* Passage for review
*** Block opens ***

Hartcher baldly set out the underlying economic imperative, explaining “it took Australia a painstaking 16 years to make its corporate tax rate internationally competitive. Starting in 1986, Labor, then Liberal leaders, gradually cut the rate from 49 percent to 30 percent in 2001, where it remains today.” Hartcher criticised Abbott for threatening business’ hard fought gains, then pointed out: “Capital is mobile, and an internationally competitive tax rate is central to a country’s ability to attract and retain investment. Australia, with a chronic current account deficit, is highly dependent on foreign capital.”
The logic is impeccable. In the era of globally mobile capital, the Australian corporate elite must maintain a competitive tax rate to attract the necessary investment that it needs as a matter of survival. Governments, Labor and Liberal, have obliged. In effect, they have handed big business tens of billions of dollars in tax concessions annually since 1986. The former Howard government’s decision in 2001 to cut the company tax rate from 36 percent to 30 percent gave Australia the eighth-lowest corporate tax rate in the OECD. But this is a race without a finishing line as governments in other countries respond to defend the position of their financial elites. Australia has slipped back to ninth place and has a rate significantly above the OECD average of 26 percent. What Hartcher ignores is that in Australia, as in every country, it is working people who are compelled to pay for this government largesse to business through cutbacks to public spending, particularly essential services such as health, education and welfare.
As far as Hartcher is concerned, the very idea that social needs should be met by taxing corporate profit is an outrage. In an outburst of exasperation, he exclaims: “If [Abbott] will add 1.7 percent to the corporate tax rate to pay for maternity leave, why not another 1.7 percent to improve Aboriginal health, and another 2.7 percent for hospitals to trump Rudd’s policy?” Why not, indeed? If one adds up all of Hartcher’s suggestions, it amounts to just over 6 percent—far less than the 19 percent that has been deducted from the corporate tax rate over the past 24 years. In fact, why not go further and insist that corporations be taxed to pay for other much needed services, including free, high quality public education, decent low-cost public housing and efficient, low-cost public transport? If corporations had been taxed last financial year at the 1986 rate of 49 percent rather than the current 30 percent, government income from business would have been $35 billion higher—$91 billion rather than $56 billion. Far from there being “no money” as governments and the corporate press constantly insist, the profits extracted from the labour of the working class are more than adequate to meet social needs.
Hartcher’s argument makes clear that the basic social needs of the working class are incompatible with the continued existence of the profit system. In the first decades after World War II, the Labor Party sowed the illusion that it was not necessary to abolish capitalism—resources could be redistributed from the wealthiest layers of society through a progressive tax system to provide for the well being of the needy. Now the corporate elite insists that to be “internationally competitive” the process has to be reversed, resources redistributed up the income scale and what remains of the welfare state dismantled. The necessary conclusion for workers is that to secure their most basic rights requires a struggle against the capitalist system and all of its political defenders to refashion society along socialist lines, not only in Australia but internationally.

*** Block closes ***

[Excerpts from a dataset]
*** Block opens ***

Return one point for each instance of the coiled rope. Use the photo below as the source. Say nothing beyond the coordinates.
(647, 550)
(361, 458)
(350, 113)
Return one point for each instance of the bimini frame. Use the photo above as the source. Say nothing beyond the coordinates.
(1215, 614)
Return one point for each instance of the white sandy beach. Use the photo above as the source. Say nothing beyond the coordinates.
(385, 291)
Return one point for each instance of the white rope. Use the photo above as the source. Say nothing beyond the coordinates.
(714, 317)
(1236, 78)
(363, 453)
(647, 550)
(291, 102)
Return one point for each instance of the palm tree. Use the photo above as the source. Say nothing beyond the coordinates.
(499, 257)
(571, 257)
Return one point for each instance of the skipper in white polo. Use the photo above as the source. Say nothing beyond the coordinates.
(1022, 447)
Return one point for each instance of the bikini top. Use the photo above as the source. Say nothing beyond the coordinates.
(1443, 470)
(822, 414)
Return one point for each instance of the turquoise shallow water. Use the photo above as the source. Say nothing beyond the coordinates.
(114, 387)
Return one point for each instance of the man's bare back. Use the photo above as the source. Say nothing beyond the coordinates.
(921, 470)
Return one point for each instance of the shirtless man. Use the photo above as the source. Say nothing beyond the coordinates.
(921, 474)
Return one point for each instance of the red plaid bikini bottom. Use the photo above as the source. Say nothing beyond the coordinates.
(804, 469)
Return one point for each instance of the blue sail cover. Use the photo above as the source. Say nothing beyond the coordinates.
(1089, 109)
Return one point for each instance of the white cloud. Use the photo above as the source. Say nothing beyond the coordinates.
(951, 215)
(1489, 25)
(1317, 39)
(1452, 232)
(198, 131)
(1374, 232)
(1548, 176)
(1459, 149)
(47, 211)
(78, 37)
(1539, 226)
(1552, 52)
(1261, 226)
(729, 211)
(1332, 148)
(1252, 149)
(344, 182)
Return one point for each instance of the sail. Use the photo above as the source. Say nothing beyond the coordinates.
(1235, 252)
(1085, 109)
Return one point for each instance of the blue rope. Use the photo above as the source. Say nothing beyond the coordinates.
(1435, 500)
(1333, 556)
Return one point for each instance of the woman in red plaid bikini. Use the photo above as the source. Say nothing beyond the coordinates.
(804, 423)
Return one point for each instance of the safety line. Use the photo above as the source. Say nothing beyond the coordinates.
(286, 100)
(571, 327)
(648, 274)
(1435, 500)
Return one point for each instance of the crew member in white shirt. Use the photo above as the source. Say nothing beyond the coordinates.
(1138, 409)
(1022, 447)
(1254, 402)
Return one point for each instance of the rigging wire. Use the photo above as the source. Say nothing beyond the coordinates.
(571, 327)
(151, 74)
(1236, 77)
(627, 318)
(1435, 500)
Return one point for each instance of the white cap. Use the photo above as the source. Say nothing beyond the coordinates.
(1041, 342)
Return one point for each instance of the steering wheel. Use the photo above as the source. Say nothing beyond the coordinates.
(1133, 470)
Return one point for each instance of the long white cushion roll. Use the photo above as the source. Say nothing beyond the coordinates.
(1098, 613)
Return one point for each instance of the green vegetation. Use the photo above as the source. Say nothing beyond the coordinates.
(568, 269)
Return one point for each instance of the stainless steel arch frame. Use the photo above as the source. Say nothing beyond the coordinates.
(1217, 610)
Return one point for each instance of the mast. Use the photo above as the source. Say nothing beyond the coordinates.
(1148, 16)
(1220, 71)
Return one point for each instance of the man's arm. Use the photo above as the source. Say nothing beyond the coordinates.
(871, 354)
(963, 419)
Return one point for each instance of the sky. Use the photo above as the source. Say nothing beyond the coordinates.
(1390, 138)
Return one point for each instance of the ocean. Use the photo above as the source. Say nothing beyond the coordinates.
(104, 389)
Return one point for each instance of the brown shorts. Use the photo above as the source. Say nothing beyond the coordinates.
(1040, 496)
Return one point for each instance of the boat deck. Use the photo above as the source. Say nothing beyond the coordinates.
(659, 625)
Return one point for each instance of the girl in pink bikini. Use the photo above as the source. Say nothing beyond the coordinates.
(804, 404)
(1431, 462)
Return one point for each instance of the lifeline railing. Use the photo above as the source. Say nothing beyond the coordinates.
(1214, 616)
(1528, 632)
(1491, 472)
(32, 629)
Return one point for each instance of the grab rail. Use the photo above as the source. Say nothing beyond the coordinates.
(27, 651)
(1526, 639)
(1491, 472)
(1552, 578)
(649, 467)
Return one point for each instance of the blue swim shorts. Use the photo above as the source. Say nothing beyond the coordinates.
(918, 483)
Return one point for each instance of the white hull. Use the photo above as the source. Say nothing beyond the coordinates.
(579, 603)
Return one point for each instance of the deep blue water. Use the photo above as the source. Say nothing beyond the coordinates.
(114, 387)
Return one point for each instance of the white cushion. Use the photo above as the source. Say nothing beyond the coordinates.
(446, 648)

*** Block closes ***
*** Block opens ***

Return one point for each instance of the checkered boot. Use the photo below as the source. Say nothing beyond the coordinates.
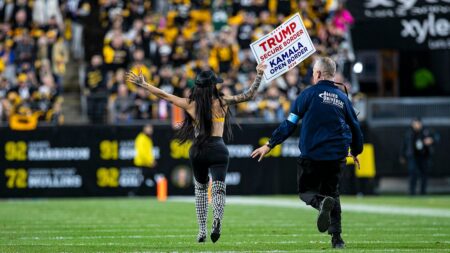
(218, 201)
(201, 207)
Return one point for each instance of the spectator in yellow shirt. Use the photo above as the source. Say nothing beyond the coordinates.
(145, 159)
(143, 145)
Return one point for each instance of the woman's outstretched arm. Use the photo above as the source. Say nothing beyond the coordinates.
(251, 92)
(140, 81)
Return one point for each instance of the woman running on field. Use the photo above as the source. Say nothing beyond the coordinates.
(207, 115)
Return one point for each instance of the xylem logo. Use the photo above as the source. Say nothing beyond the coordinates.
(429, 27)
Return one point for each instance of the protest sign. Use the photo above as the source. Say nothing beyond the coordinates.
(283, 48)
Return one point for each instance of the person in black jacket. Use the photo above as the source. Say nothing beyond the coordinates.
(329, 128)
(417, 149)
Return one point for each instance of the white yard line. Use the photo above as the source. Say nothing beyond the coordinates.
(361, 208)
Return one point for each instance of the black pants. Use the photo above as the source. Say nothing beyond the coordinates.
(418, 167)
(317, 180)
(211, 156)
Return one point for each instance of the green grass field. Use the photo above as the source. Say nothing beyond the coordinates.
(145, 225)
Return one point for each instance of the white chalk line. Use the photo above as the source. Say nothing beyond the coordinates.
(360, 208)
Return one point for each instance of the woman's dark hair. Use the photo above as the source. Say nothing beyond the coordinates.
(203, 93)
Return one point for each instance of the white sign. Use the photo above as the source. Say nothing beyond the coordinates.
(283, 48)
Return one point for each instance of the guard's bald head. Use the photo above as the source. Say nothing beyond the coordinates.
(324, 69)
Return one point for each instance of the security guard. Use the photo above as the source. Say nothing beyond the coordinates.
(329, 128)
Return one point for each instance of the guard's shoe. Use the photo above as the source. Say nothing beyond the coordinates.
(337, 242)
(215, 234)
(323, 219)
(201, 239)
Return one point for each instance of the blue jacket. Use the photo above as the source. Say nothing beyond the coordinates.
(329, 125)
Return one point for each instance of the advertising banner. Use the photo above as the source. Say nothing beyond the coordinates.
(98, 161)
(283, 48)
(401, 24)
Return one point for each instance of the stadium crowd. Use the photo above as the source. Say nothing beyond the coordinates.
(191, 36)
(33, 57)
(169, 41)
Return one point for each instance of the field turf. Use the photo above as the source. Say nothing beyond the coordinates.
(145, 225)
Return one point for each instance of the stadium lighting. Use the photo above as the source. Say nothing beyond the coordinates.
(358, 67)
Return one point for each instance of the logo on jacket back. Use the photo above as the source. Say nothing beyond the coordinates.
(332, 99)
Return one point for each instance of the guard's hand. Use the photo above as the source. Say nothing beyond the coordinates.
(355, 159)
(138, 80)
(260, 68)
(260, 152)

*** Block closes ***
*** Block opens ***

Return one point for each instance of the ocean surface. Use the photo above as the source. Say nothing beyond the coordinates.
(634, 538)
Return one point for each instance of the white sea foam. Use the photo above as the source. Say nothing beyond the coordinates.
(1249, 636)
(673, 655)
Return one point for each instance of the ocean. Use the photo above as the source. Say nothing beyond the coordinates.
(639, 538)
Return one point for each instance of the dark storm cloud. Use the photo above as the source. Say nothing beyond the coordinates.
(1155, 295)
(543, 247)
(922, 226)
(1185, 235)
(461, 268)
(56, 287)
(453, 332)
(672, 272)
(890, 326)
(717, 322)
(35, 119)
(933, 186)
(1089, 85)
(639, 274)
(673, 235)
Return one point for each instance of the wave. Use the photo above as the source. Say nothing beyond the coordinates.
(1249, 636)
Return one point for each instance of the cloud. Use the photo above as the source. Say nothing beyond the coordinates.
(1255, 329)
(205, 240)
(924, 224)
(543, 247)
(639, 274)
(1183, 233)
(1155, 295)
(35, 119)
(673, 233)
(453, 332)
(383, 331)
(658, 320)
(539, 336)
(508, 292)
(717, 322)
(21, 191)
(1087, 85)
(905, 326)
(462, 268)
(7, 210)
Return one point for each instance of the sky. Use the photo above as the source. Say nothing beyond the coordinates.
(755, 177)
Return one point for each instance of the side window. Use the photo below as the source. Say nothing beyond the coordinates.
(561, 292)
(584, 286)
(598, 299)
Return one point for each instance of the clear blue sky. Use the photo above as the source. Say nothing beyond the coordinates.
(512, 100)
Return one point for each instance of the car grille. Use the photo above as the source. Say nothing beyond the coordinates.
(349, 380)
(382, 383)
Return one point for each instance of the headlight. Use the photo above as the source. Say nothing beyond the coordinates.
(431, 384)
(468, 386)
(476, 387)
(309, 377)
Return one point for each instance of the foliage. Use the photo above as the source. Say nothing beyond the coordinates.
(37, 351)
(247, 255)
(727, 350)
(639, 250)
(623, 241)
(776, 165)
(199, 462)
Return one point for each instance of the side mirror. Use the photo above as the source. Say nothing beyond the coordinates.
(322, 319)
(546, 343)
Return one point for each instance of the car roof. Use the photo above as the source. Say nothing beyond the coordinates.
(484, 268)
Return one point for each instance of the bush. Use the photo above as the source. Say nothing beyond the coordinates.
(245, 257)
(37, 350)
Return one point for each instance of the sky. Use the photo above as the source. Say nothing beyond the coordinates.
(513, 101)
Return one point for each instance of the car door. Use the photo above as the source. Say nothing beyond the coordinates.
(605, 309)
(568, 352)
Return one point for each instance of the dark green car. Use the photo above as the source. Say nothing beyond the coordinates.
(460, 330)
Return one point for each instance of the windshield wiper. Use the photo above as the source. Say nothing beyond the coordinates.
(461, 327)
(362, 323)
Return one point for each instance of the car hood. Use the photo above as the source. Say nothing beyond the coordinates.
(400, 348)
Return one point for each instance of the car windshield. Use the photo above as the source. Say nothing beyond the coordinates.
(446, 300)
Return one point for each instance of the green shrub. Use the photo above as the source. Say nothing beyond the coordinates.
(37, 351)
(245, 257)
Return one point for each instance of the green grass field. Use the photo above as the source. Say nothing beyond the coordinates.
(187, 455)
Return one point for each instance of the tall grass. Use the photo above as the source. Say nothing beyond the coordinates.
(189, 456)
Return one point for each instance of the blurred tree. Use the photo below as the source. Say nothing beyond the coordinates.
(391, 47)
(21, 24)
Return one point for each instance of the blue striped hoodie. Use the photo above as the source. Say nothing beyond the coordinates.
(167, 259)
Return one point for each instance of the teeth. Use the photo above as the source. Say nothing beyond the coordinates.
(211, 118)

*** Block closes ***

* Questions to answer
1 > In the passage on Australia's corporate tax rate, what rate did the Howard government cut the company tax rate from, and to what rate, in 2001?
2 > Do these statements agree with the passage on Australia's corporate tax rate? For each, answer yes or no and quote the deciding words. (a) Australia now has the ninth-lowest corporate tax rate in the OECD. (b) The OECD average corporate tax rate is 30 percent. (c) At the 1986 rate, government income from business last financial year would have been $91 billion.

* Solution set
1 > From 36 percent to 30 percent.

2 >
(a) Yes: "Australia has slipped back to ninth place"
(b) No: "a rate significantly above the OECD average of 26 percent"
(c) Yes: "government income from business would have been $35 billion higher—$91 billion rather than $56 billion"